The exercise ▸ Copy these lines out without any change.

━━ Material ━━

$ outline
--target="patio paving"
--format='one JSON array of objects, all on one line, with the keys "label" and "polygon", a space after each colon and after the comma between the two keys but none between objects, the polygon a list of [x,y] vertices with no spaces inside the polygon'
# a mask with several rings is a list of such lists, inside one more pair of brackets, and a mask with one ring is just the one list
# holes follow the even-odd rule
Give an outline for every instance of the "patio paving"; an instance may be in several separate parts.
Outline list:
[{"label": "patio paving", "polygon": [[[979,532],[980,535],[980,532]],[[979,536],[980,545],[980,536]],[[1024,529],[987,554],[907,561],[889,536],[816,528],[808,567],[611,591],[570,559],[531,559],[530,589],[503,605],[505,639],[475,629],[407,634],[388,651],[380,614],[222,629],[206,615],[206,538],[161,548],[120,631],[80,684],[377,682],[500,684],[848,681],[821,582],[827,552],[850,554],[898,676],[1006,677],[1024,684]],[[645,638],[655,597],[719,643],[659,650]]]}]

━━━

Answer to this exercise ▸
$ outline
--target="patio paving"
--format='one JSON array of objects, all on one line, with the keys "label" and "polygon", a space after each colon and after the comma between the two keys but none between objects, the polygon a list of [x,y] vertices with no spaces inside the polygon'
# a mask with several rings is a list of such lists, inside one more pair of brackets, and a mask with one ring is just the one list
# holes follow the even-odd rule
Give an outline for every instance of the "patio paving"; an instance may be in several separate parts.
Outline list:
[{"label": "patio paving", "polygon": [[[979,532],[980,535],[980,532]],[[979,536],[980,545],[980,536]],[[1024,529],[987,554],[907,561],[889,536],[816,528],[808,567],[611,591],[570,559],[531,559],[530,589],[503,605],[505,639],[475,629],[407,634],[388,651],[380,614],[222,629],[206,615],[206,538],[161,548],[120,631],[80,684],[377,682],[500,684],[848,681],[821,582],[827,552],[850,554],[898,676],[1006,677],[1024,684]],[[645,638],[655,597],[719,643],[659,650]]]}]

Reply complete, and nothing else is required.